◆ Task to carry out
Copy the anthrax article between "Perkins’ comments about" and "than today’s method.", inclusive, swapping "scientific meeting" for "scientific conference".

◆ Passage
-------------------------

Associated Press
WASHINGTON — If anthrax strikes another American, the government may offer patients an experimental treatment: a protective protein culled from the blood of soldiers who received the anthrax vaccine.
This immune globulin is being added to the nation’s bioterrorism treatment stockpile, a scientist with the Centers for Disease Control and Prevention said Monday.
IG treatment for anthrax would be experimental and require the consent of the Food and Drug Administration, cautioned CDC anthrax expert Dr. Bradley Perkins. But the therapy has worked with other diseases and discussions with FDA are far enough along that "we could rush this through" if anyone else comes down with anthrax and needs it, he said.
IG wouldn’t replace antibiotics as treatment for anthrax. But antibiotics kill only the anthrax bacteria, not the cell-killing toxin those bacteria churn out in people’s blood. The hope is that IG would neutralize the toxin, Perkins said.
New anthrax treatments took on urgency with this fall’s attacks-by-mail, which caused 18 confirmed cases of infection. Five people have died, and the culprit has not been found.
Perkins’ comments about IG came at a scientific meeting to evaluate a separate issue: a new CDC study of pre-exposure anthrax vaccination that aims to prove whether fewer doses given in a different way would be as effective and less uncomfortable than today’s method.
The Pentagon hopes to inoculate millions of troops against an anthrax attack, and already has vaccinated 500,000.
The vaccine has caused controversy as some soldiers complained the shots could be linked to such long-term disorders as chronic fatigue.
For the new inoculation study, the CDC plans this month to begin recruiting 1,500 civilians to test whether as few as three shots and an every-three-years booster would work.

-------------------------

◆ Given information

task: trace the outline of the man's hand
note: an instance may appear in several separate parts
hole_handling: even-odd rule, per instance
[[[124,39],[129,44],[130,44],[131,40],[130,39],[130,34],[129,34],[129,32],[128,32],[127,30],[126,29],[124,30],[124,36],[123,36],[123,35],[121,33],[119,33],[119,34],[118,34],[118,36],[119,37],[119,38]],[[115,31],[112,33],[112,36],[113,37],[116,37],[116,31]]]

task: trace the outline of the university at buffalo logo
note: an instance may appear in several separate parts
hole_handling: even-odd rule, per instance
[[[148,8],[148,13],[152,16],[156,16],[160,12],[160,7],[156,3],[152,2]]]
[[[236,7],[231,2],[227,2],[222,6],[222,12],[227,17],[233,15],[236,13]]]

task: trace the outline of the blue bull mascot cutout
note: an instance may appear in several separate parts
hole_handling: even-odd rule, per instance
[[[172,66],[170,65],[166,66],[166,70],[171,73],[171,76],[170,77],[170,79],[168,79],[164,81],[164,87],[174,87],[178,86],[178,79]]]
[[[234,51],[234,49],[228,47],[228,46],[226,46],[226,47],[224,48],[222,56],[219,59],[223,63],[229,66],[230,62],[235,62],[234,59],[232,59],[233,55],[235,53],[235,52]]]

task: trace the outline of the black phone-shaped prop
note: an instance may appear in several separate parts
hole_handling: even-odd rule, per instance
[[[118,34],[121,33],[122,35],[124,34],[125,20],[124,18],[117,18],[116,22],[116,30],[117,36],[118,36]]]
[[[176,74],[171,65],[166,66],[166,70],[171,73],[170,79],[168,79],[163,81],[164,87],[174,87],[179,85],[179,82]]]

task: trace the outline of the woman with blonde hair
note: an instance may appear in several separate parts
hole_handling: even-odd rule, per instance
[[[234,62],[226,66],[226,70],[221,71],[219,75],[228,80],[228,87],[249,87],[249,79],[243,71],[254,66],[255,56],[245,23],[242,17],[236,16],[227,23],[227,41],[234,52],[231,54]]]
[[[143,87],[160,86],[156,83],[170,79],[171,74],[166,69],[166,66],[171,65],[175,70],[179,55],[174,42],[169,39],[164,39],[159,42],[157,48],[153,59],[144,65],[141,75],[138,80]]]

-------------------------

◆ Reply
Perkins’ comments about IG came at a scientific conference to evaluate a separate issue: a new CDC study of pre-exposure anthrax vaccination that aims to prove whether fewer doses given in a different way would be as effective and less uncomfortable than today’s method.